Given information:
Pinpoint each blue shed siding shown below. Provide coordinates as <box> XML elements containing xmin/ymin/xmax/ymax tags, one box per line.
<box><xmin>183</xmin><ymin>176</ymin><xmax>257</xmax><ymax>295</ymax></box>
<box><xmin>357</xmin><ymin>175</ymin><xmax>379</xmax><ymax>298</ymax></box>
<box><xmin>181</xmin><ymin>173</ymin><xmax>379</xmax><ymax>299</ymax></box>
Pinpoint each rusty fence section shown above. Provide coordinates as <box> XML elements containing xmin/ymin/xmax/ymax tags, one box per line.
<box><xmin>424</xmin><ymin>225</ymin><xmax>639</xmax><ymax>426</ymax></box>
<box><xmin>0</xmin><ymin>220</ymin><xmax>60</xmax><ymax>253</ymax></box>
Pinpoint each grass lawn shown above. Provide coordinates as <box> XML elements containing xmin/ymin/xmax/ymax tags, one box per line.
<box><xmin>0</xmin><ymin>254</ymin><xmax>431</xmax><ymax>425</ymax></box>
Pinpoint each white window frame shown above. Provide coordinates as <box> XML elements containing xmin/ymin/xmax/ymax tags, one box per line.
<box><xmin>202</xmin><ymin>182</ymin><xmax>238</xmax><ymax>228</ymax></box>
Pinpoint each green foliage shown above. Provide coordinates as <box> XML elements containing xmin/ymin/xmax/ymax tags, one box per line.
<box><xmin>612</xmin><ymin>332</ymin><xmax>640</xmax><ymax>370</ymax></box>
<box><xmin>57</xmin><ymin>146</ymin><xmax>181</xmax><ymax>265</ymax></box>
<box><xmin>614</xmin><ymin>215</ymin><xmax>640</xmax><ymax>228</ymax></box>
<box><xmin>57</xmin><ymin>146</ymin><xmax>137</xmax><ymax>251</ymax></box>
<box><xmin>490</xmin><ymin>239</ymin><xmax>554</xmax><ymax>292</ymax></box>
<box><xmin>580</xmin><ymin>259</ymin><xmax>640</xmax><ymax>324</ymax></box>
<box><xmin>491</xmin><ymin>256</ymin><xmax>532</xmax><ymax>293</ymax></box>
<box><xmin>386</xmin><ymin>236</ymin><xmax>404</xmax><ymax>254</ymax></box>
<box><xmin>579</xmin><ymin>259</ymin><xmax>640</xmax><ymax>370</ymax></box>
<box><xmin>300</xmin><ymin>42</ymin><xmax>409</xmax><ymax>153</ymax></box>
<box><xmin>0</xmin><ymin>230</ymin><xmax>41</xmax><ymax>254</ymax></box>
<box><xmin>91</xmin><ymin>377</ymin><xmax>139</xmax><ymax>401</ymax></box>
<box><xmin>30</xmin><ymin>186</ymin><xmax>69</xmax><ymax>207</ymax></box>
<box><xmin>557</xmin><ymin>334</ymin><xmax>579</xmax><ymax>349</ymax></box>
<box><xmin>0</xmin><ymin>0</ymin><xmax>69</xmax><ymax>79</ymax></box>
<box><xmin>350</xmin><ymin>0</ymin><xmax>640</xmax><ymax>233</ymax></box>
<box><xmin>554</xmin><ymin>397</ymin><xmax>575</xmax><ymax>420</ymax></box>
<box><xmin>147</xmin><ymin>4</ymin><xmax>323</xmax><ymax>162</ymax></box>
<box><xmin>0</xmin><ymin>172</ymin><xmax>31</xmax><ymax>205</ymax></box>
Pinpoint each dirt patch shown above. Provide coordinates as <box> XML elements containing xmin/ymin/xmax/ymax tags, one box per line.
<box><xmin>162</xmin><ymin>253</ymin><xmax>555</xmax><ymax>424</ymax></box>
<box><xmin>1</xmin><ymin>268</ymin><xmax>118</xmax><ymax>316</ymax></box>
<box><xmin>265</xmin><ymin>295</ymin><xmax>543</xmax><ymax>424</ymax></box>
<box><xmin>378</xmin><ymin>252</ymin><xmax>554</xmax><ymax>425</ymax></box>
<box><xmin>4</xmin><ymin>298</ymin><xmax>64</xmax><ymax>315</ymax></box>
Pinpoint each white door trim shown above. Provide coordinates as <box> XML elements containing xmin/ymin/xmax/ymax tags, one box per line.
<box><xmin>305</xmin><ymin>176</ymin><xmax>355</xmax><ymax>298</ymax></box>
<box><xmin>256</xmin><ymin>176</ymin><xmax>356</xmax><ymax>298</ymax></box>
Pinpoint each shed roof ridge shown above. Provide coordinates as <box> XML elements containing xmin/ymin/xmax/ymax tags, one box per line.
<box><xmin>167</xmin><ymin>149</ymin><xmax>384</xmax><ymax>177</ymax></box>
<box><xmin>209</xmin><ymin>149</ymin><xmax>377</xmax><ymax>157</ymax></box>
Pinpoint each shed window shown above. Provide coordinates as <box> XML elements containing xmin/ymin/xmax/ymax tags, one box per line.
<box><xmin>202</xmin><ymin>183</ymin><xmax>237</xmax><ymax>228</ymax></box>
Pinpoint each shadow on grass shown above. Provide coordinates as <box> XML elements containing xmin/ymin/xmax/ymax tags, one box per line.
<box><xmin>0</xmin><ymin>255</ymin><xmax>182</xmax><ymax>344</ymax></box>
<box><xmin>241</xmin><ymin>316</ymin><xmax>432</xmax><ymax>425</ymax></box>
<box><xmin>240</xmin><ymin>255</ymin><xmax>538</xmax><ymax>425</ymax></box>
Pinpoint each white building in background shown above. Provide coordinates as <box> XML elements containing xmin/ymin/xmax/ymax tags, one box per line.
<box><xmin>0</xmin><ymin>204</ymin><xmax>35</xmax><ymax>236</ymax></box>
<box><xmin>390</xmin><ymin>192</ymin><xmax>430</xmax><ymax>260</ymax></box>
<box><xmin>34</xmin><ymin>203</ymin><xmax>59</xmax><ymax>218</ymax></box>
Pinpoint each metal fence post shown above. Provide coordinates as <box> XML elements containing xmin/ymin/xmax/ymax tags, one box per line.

About this exercise: A verbatim copy of all the records is required. Write it out in full.

Task response:
Pinpoint each blue shed siding shown below. Provide coordinates as <box> XML elements containing xmin/ymin/xmax/ymax tags, one box per line.
<box><xmin>183</xmin><ymin>176</ymin><xmax>257</xmax><ymax>295</ymax></box>
<box><xmin>357</xmin><ymin>175</ymin><xmax>379</xmax><ymax>298</ymax></box>
<box><xmin>181</xmin><ymin>173</ymin><xmax>379</xmax><ymax>299</ymax></box>
Pinpoint each rusty fence section shown above. Provide coordinates as <box> XML elements containing xmin/ymin/xmax/ymax tags, one box per line.
<box><xmin>424</xmin><ymin>225</ymin><xmax>639</xmax><ymax>426</ymax></box>
<box><xmin>0</xmin><ymin>220</ymin><xmax>60</xmax><ymax>253</ymax></box>
Pinpoint each grass lawn shown above. Provide coordinates as <box> XML elements containing xmin/ymin/xmax/ymax tags, one box per line.
<box><xmin>0</xmin><ymin>254</ymin><xmax>431</xmax><ymax>425</ymax></box>
Pinpoint each white window frame shown above. Provide coordinates as <box> XML elements containing xmin/ymin/xmax/ymax tags, one box per line.
<box><xmin>202</xmin><ymin>182</ymin><xmax>238</xmax><ymax>228</ymax></box>
Pinpoint each green foliage shown above. Provide coordinates as <box> XML elements containing xmin/ymin/xmax/ymax tags, one box per line.
<box><xmin>612</xmin><ymin>332</ymin><xmax>640</xmax><ymax>370</ymax></box>
<box><xmin>57</xmin><ymin>146</ymin><xmax>181</xmax><ymax>265</ymax></box>
<box><xmin>614</xmin><ymin>215</ymin><xmax>640</xmax><ymax>228</ymax></box>
<box><xmin>57</xmin><ymin>146</ymin><xmax>137</xmax><ymax>251</ymax></box>
<box><xmin>490</xmin><ymin>239</ymin><xmax>554</xmax><ymax>292</ymax></box>
<box><xmin>580</xmin><ymin>259</ymin><xmax>640</xmax><ymax>324</ymax></box>
<box><xmin>491</xmin><ymin>256</ymin><xmax>532</xmax><ymax>293</ymax></box>
<box><xmin>386</xmin><ymin>236</ymin><xmax>404</xmax><ymax>254</ymax></box>
<box><xmin>579</xmin><ymin>259</ymin><xmax>640</xmax><ymax>370</ymax></box>
<box><xmin>300</xmin><ymin>42</ymin><xmax>409</xmax><ymax>153</ymax></box>
<box><xmin>0</xmin><ymin>230</ymin><xmax>41</xmax><ymax>254</ymax></box>
<box><xmin>91</xmin><ymin>377</ymin><xmax>139</xmax><ymax>401</ymax></box>
<box><xmin>30</xmin><ymin>186</ymin><xmax>69</xmax><ymax>207</ymax></box>
<box><xmin>557</xmin><ymin>334</ymin><xmax>579</xmax><ymax>349</ymax></box>
<box><xmin>0</xmin><ymin>0</ymin><xmax>69</xmax><ymax>79</ymax></box>
<box><xmin>350</xmin><ymin>0</ymin><xmax>640</xmax><ymax>233</ymax></box>
<box><xmin>554</xmin><ymin>397</ymin><xmax>575</xmax><ymax>420</ymax></box>
<box><xmin>147</xmin><ymin>4</ymin><xmax>323</xmax><ymax>162</ymax></box>
<box><xmin>0</xmin><ymin>172</ymin><xmax>31</xmax><ymax>205</ymax></box>
Pinpoint each dirt patch shown above. Provide coordinates as <box> XML elements containing xmin/ymin/xmax/ymax tags, one box per line.
<box><xmin>162</xmin><ymin>253</ymin><xmax>555</xmax><ymax>424</ymax></box>
<box><xmin>1</xmin><ymin>268</ymin><xmax>118</xmax><ymax>316</ymax></box>
<box><xmin>265</xmin><ymin>295</ymin><xmax>543</xmax><ymax>424</ymax></box>
<box><xmin>378</xmin><ymin>252</ymin><xmax>554</xmax><ymax>425</ymax></box>
<box><xmin>4</xmin><ymin>298</ymin><xmax>64</xmax><ymax>315</ymax></box>
Pinpoint each white door trim shown above. Provide coordinates as <box> XML elements containing xmin/ymin/xmax/ymax tags, one box per line.
<box><xmin>305</xmin><ymin>176</ymin><xmax>355</xmax><ymax>298</ymax></box>
<box><xmin>256</xmin><ymin>176</ymin><xmax>356</xmax><ymax>298</ymax></box>
Pinpoint each shed roof ridge shown above. Provide coordinates as <box> XML elements containing xmin/ymin/xmax/ymax tags, one box per line.
<box><xmin>167</xmin><ymin>149</ymin><xmax>384</xmax><ymax>177</ymax></box>
<box><xmin>209</xmin><ymin>149</ymin><xmax>377</xmax><ymax>157</ymax></box>
Pinpoint each shed window shown above. Provide coordinates as <box> XML elements containing xmin/ymin/xmax/ymax tags, one box per line.
<box><xmin>202</xmin><ymin>183</ymin><xmax>237</xmax><ymax>228</ymax></box>
Pinpoint each shadow on grass shown above. Provide coordinates as <box> XML elements containing xmin/ymin/xmax/ymax tags, one box per line.
<box><xmin>0</xmin><ymin>255</ymin><xmax>182</xmax><ymax>344</ymax></box>
<box><xmin>241</xmin><ymin>316</ymin><xmax>432</xmax><ymax>425</ymax></box>
<box><xmin>240</xmin><ymin>255</ymin><xmax>538</xmax><ymax>425</ymax></box>
Pinpoint each white building in background shown above. Provide coordinates as <box> XML elements containing xmin/ymin/xmax/ymax tags, one box per line.
<box><xmin>0</xmin><ymin>204</ymin><xmax>35</xmax><ymax>236</ymax></box>
<box><xmin>390</xmin><ymin>192</ymin><xmax>430</xmax><ymax>260</ymax></box>
<box><xmin>34</xmin><ymin>203</ymin><xmax>59</xmax><ymax>218</ymax></box>
Pinpoint each metal fence post shown above. Provide coordinates as <box> XML elements containing xmin/ymin/xmax/ymax tags, one box per line.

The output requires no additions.